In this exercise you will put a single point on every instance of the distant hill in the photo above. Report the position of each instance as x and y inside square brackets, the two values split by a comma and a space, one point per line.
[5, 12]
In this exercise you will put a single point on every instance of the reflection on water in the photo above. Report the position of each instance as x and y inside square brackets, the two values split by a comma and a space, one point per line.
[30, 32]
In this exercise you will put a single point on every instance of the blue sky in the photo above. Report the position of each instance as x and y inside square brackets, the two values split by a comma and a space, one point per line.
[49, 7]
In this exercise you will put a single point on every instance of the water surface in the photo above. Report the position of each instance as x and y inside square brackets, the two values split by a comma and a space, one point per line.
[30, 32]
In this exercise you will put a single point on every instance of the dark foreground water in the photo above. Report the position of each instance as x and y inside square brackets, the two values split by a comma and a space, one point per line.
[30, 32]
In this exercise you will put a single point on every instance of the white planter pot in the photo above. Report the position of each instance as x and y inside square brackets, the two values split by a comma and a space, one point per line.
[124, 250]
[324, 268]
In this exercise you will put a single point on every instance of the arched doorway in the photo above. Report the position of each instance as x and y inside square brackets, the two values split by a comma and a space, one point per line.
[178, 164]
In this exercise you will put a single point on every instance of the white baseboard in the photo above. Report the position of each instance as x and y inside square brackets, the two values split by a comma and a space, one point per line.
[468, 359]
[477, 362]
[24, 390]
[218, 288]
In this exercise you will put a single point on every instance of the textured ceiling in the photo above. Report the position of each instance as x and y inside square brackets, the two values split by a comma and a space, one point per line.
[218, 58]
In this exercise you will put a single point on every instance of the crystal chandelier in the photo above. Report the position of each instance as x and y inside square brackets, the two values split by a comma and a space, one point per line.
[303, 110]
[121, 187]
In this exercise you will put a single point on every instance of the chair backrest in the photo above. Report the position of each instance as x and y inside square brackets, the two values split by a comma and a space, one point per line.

**Instructions to follow**
Output only the lines from the one holding "the white baseboard" through the last line above, exactly as they appear.

**Result for this task**
In this exercise you will put a single point on every instance of the white baseboard in the photo above. Report the position of each instance as x and y inside square brackets, the two values split by a comma and a space, one point per line.
[468, 359]
[477, 362]
[24, 390]
[218, 288]
In this exercise you will put a single point on every instance of the textured ceiling in the photo above. Report the position of each instance as x and y inside square brackets, the two values split by a comma and a space, one point per line.
[218, 58]
In this exercise you will put a single point on every instance of the crystal chandelier in the photo above. Report the position of each instance as x and y inside square brackets, the two values split by a comma and a space, one point per line.
[303, 110]
[121, 187]
In this exercise you will put a single point on every instance of the chair backrest in the photo above. Report the position of each instance as x and y inside square brackets, the two values split by a comma and a space, one point per line.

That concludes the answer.